Transformações da advocacia

Já foi mencionado neste blog que, na economia de mercado, pode-se perceber uma relação entre advocacia e desenvolvimento (ver aqui). Além disso, vale a pena registrar que a advocacia vem passando por transformações importantes, que talvez tenham sido apenas um pouco desaceleradas com a crise financeira de 2008. Elas certamente tenderão a retomar impulso à medida que o crescimento das economias do Norte global ganhe fôlego. Entre essas transformações estão as reformas de marcos legais da profissão, que aproximam o exercício da advocacia de uma atividade puramente econômica, ampliando a tendência de que os direitos subjetivos sejam tratados como mercadoria.

Nesse sentido, países como a Inglaterra e a Austrália se empenharam nos anos recentes em mudar a disciplina legal da advocacia para que as bancas de advogados possam passar a existir como empreendimentos plenamente comerciais (sociedades anônimas de capital aberto) – sem preocupação primordial de pôr a profissão a serviço de valores morais ou ideais de justiça, tais como direitos inalienáveis ou direitos humanos. A lei inglesa chamada Legal Services Act, de 2007, permite que, a partir de 2011, escritórios de advocacia adotem “formatos comerciais alternativos” (alternative business structures). Nesses formatos institucionais alternativos, as firmas de advocacia poderão (a depender de discussões em curso) ser adquiridas e economicamente controladas por quaisquer pessoas, mesmo não sendo advogados, que nelas invistam seu capital. Ver uma análise aqui, com o subtítulo: “O fim do mundo como o conhecemos”.

Linhas de um conjunto de dados de apontamento
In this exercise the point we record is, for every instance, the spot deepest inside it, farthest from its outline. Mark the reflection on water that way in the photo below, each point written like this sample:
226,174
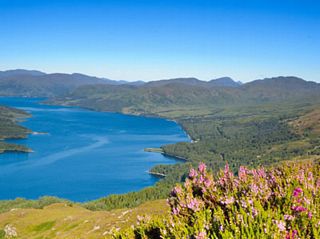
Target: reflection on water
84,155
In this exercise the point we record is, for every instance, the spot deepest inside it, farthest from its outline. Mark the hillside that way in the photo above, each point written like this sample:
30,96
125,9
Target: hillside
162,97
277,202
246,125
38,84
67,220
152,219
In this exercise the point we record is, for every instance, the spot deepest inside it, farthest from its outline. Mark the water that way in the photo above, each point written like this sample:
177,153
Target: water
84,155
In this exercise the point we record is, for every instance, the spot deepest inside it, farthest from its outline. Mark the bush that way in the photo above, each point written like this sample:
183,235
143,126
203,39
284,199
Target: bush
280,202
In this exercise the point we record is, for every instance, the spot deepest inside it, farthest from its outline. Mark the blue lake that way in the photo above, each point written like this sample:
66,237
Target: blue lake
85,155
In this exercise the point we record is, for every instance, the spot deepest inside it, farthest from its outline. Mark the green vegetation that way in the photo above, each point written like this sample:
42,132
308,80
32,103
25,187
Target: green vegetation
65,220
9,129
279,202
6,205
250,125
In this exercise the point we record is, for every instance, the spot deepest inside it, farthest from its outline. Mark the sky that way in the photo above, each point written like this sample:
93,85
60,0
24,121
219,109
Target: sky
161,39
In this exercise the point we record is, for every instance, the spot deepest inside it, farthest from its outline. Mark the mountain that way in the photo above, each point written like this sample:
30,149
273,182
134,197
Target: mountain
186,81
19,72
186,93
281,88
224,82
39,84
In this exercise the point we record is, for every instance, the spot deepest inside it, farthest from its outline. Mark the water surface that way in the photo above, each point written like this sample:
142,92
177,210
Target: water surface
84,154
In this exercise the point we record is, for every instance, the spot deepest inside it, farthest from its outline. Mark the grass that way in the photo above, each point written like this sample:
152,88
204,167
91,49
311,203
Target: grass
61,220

▶ [Questões e tarefas]
a: Responda com base no texto sobre as transformações da advocacia:
(i) Que crise pode ter desacelerado um pouco essas transformações?
(ii) Quais países são citados por terem mudado a disciplina legal da advocacia?
(iii) A partir de que ano a lei inglesa permite que escritórios de advocacia adotem formatos comerciais alternativos?
b: Transcreva do texto sobre as transformações da advocacia o trecho que vai de "Transformações da advocacia" até "tratados como mercadoria.".
c: Dê continuidade ao texto sobre as transformações da advocacia a partir do ponto em que ele termina.
As linhas não têm relação com o texto sobre as transformações da advocacia.

▶ [Resultados esperados]
a:
(i) A crise financeira de 2008.
(ii) A Inglaterra e a Austrália.
(iii) A partir de 2011.

b:
Transformações da advocacia

Já foi mencionado neste blog que, na economia de mercado, pode-se perceber uma relação entre advocacia e desenvolvimento (ver aqui). Além disso, vale a pena registrar que a advocacia vem passando por transformações importantes, que talvez tenham sido apenas um pouco desaceleradas com a crise financeira de 2008. Elas certamente tenderão a retomar impulso à medida que o crescimento das economias do Norte global ganhe fôlego. Entre essas transformações estão as reformas de marcos legais da profissão, que aproximam o exercício da advocacia de uma atividade puramente econômica, ampliando a tendência de que os direitos subjetivos sejam tratados como mercadoria.

c:
A tendência de transformar “causas” (ou direitos subjetivos sub judice) em interesses puramente comerciais já ocorre em muitos países. Nos Estados Unidos, por exemplo, não é incomum que as “causas” judiciais se tornem plenamente investimentos comerciais (ver aqui). Assim, fundos de investimentos fazem aportes de capital em bancas de advogados para obter parte dos rendimentos daí resultantes (ver também aqui). [Atualização 16-nov.-2010: Ver mais informações aqui.]

E, na Austrália, uma banca de advogados, a Slater & Gordon, tornou-se o primeiro escritório de advocacia a transformar-se, de fato e de direito, em uma sociedade de capital aberto, com ações transacionadas na Bolsa de Valores daquele país, a Australian Securities Exchange – ASX (ver aqui). Segundo informações, com a abertura de seu capital, a Slater & Gordon aumentou seu faturamento em 21% em 2009-2010.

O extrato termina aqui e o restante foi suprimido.